#### Goal 1:
In the passage on Spearman rank correlation, what function call does visstat() make for two numeric variables when correlation = TRUE?
::: Source document
E.2 Spearman rank correlation cor.test(..., method="spearman")

For two numeric variables with correlation = TRUE, visstat() calls cor.test(x, y, method = "spearman") to test for a monotone association between \(x\) and \(y\) using ranks. Spearman’s \(\rho\) is Pearson’s \(r\) applied to the ranks:

\[\begin{equation} \rho = r(\operatorname{rank}(x), \operatorname{rank}(y)), \tag{E.2} \end{equation}\]

where \(r(u, v)\) denotes Pearson’s correlation coefficient:

\[r(u,v) = \frac{\sum_{i=1}^{n}(u_i-\bar u)(v_i-\bar v)} {\sqrt{\sum_{i=1}^{n}(u_i-\bar u)^2}\, \sqrt{\sum_{i=1}^{n}(v_i-\bar v)^2}}.\]

Here \(u_i = \operatorname{rank}(x_i)\) and \(v_i = \operatorname{rank}(y_i)\) are the ranks of the \(n\) paired observations, and \(\bar{u}\) and \(\bar{v}\) are their sample means.
::::::
::: Exercise data
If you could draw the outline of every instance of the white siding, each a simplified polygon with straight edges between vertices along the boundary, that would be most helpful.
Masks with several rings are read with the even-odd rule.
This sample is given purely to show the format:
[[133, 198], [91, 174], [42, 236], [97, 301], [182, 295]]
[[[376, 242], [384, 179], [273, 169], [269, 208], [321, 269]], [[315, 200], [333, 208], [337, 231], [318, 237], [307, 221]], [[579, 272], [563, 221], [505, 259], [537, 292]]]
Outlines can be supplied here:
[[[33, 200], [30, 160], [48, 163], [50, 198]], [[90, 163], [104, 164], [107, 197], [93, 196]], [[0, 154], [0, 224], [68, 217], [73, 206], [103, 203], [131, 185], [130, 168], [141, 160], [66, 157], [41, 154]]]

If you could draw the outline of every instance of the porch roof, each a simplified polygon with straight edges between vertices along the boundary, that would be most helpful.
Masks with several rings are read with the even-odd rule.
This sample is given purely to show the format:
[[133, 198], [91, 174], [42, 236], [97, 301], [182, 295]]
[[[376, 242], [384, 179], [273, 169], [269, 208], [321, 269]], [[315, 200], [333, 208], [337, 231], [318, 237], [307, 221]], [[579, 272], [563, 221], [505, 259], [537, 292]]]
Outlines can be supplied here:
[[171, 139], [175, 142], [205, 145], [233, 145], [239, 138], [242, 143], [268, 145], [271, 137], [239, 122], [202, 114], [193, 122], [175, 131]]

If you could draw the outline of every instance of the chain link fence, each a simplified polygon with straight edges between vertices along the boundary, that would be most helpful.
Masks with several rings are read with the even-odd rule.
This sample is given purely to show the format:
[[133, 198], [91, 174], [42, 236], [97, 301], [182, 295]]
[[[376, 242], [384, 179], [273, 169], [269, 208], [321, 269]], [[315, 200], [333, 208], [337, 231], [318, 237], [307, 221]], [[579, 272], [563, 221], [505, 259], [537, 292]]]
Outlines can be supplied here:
::::::
#### Goal 2:
Reproduce only the stretch of the entries from the line that contains "of the porch" through the line that contains "122], [175, 131]]", requests included. Shift every vertex coordinate in the outline answers by adding 77, and leave the format samples unchanged.

#### Written reply 1:
It calls cor.test(x, y, method = "spearman").

#### Written reply 2:
If you could draw the outline of every instance of the porch roof, each a simplified polygon with straight edges between vertices along the boundary, that would be most helpful.
Masks with several rings are read with the even-odd rule.
This sample is given purely to show the format:
[[133, 198], [91, 174], [42, 236], [97, 301], [182, 295]]
[[[376, 242], [384, 179], [273, 169], [269, 208], [321, 269]], [[315, 200], [333, 208], [337, 231], [318, 237], [307, 221]], [[579, 272], [563, 221], [505, 259], [537, 292]]]
Outlines can be supplied here:
[[248, 216], [252, 219], [282, 222], [310, 222], [316, 215], [319, 220], [345, 222], [348, 214], [316, 199], [279, 191], [270, 199], [252, 208]]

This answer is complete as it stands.